> **TASK**: In the listing that follows, copy out each line that includes the word "single".

> **RECORD SET**:
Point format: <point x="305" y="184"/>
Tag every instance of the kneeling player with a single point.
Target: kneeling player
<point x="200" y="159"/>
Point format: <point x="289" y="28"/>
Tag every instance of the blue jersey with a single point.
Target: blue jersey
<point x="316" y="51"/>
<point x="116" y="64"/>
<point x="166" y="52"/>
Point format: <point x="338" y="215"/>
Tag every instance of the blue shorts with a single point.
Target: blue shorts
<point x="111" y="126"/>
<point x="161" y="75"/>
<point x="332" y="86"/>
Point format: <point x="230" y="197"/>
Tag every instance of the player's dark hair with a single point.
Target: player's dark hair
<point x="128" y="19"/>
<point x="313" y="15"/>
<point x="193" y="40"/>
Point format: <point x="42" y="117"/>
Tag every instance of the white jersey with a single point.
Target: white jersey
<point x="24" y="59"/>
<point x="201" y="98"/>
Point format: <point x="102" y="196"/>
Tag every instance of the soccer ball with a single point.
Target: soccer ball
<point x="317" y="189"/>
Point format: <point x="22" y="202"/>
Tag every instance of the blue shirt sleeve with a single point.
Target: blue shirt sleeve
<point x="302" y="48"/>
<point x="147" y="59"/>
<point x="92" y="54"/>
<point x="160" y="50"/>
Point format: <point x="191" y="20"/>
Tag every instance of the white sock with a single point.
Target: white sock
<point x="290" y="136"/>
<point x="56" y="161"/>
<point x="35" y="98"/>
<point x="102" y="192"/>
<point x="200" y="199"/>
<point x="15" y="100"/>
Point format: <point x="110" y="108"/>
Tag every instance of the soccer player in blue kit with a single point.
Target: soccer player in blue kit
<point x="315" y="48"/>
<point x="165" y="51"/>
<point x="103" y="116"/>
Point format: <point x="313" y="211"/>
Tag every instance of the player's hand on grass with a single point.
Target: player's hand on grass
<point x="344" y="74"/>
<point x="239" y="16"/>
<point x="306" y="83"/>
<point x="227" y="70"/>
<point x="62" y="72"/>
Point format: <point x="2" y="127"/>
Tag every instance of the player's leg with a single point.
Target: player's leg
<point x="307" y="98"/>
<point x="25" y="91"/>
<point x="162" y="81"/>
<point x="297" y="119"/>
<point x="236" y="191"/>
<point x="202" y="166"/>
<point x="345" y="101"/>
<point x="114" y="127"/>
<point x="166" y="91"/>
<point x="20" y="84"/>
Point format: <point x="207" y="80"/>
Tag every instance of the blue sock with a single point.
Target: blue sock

> **EXERCISE ANSWER**:
Tag every instance of the kneeling player with a single point.
Tag every instance of the blue jersey with a single point.
Tag every instance of the blue shorts with a single point.
Tag every instance of the player's dark hair with a single point.
Tag every instance of the white jersey with a single point.
Tag every instance of the soccer ball with a single point.
Tag every instance of the blue shirt sleeve with a single point.
Tag every instance of the white sock with a single point.
Tag every instance of the soccer player in blue kit with a single point.
Tag every instance of the player's hand on grass with a single point.
Tag every instance of the player's leg with a single point.
Tag every instance of the blue sock with a single point.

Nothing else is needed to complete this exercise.